=== Material for this task ===

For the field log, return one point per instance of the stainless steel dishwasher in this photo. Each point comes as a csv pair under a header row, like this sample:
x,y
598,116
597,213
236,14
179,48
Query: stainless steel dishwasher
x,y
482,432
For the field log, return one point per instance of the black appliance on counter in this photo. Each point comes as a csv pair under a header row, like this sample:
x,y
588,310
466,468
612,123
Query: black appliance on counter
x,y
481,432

===
=== Material for this task ===

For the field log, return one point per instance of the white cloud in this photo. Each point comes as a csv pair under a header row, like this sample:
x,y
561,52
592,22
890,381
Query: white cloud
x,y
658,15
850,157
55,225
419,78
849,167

===

Work to complete:
Scan the entries for lines with the string "field". Report only how many there are.

Response to the exercise:
3